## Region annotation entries

###

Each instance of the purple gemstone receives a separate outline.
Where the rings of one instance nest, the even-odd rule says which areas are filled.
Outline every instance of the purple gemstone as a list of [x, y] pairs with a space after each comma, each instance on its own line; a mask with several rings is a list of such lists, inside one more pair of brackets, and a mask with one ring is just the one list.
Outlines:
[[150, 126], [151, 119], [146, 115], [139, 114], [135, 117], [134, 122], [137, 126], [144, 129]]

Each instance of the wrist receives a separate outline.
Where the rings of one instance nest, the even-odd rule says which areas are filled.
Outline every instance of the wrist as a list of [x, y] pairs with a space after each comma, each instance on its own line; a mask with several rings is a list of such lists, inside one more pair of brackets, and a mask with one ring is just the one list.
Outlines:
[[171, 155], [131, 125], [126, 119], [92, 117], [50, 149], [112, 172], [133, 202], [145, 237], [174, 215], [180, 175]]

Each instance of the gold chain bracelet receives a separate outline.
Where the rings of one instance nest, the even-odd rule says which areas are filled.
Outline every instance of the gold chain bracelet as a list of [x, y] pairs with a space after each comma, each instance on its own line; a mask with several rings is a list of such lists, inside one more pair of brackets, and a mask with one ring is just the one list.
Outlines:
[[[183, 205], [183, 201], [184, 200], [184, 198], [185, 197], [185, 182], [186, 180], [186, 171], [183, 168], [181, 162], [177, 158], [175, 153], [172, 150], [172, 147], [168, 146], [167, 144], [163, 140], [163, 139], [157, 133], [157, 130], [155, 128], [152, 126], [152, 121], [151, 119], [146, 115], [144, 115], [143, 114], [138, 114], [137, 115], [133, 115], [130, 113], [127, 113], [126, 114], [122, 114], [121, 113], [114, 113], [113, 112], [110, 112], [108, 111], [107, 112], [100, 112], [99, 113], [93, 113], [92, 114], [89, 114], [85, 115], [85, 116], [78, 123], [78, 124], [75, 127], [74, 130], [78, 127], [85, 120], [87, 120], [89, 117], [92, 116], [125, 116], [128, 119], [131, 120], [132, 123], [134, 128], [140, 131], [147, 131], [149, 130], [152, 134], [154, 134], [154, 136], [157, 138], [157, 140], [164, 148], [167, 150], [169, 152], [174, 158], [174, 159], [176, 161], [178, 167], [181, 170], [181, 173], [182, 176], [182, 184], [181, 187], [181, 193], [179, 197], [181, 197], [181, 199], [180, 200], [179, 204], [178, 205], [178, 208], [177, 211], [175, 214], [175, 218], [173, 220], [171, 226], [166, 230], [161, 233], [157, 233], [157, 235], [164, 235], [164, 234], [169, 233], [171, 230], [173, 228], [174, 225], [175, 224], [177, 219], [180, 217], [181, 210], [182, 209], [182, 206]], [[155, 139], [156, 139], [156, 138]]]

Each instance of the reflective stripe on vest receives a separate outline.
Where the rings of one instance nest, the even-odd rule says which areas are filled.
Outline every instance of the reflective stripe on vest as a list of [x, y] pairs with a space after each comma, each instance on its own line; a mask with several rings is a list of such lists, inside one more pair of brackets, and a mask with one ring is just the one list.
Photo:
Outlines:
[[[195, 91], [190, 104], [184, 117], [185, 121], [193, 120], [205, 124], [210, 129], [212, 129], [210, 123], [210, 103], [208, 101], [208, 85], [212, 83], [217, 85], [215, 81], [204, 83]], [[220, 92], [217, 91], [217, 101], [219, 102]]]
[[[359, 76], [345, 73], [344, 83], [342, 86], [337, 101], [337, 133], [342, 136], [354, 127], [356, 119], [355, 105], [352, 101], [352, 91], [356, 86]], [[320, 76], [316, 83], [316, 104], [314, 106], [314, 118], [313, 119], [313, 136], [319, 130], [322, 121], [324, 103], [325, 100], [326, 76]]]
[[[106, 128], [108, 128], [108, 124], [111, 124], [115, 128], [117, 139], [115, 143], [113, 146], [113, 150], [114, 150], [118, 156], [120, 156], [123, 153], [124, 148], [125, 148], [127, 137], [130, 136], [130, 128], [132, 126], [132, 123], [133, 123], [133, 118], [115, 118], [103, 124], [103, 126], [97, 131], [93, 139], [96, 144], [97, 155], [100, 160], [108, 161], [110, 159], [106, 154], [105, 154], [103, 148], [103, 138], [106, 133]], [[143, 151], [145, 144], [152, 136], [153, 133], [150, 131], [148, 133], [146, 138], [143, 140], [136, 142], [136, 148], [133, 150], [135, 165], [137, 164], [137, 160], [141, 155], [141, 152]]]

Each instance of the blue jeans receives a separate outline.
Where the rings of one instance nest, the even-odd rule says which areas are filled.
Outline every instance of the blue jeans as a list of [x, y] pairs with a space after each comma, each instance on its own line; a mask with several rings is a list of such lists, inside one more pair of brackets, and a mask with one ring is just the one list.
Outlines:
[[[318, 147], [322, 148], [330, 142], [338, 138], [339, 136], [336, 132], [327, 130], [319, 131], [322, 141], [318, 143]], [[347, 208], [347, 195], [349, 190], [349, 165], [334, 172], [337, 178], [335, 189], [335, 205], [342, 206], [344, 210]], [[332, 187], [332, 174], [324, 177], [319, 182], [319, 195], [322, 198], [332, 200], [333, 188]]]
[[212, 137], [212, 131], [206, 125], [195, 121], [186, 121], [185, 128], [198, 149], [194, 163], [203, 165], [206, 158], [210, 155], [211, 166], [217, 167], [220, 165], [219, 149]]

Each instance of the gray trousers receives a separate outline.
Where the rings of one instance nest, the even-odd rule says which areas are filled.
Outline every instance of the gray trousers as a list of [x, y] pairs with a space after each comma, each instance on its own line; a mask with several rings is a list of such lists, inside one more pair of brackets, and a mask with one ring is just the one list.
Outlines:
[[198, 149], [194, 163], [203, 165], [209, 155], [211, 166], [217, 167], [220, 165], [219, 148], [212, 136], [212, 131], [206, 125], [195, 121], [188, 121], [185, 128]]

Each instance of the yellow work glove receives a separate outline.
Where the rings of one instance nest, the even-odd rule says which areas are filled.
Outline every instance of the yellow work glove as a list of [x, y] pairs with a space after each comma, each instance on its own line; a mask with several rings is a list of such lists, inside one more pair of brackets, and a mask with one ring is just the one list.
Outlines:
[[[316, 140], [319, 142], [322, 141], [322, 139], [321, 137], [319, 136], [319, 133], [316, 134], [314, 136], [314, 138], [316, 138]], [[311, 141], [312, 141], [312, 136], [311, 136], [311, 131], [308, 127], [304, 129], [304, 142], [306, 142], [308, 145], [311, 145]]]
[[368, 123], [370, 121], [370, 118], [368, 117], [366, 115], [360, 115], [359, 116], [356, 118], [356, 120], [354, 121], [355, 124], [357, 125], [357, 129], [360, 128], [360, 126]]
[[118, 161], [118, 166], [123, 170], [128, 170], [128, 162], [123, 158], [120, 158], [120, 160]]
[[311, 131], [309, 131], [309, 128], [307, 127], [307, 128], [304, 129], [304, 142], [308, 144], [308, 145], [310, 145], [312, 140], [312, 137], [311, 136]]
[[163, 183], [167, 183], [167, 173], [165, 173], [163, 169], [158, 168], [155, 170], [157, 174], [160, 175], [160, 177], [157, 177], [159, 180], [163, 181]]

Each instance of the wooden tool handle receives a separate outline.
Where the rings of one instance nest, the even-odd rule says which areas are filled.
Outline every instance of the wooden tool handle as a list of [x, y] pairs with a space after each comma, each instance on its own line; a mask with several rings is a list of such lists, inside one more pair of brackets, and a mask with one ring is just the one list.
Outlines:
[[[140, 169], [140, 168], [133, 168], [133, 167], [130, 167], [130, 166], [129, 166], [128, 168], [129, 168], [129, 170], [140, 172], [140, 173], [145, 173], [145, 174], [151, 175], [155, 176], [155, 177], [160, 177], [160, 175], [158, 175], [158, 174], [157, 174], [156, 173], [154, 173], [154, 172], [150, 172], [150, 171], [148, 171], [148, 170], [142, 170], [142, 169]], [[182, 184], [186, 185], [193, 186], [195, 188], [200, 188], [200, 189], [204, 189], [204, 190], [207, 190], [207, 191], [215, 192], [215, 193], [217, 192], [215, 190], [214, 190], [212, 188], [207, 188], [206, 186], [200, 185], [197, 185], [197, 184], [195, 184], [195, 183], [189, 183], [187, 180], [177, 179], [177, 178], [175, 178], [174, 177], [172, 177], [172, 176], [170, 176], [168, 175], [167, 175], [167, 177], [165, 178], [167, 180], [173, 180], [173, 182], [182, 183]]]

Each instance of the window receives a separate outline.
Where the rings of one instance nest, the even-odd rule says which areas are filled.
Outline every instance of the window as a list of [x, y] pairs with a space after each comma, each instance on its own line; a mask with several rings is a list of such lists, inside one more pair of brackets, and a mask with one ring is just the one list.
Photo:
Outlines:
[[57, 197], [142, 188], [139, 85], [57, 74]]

###

## What is needed
Reproduce the rows verbatim from the very beginning through the line containing "215], [180, 175]]", with both ends included.

## Response
Each instance of the purple gemstone receives a separate outline.
Where the rings of one instance nest, the even-odd rule says which areas are filled.
Outline every instance of the purple gemstone as a list of [x, y] pairs with a space after each comma, each instance on its own line; a mask with several rings is a list of such lists, inside one more pair of brackets, and a mask with one ring is just the one list.
Outlines:
[[150, 126], [151, 119], [146, 115], [139, 114], [135, 117], [134, 122], [137, 126], [144, 129]]

Each instance of the wrist receives a separate outline.
Where the rings of one instance nest, the even-odd rule says which areas are filled.
Outline every instance of the wrist as a list of [x, y] pairs with a space after each comma, each instance on its own line; a mask with several rings is a list of such lists, inside one more pair of brackets, and a mask with one ring is just the one list.
Outlines:
[[171, 155], [131, 125], [126, 119], [92, 117], [50, 149], [112, 172], [133, 202], [145, 237], [174, 215], [180, 175]]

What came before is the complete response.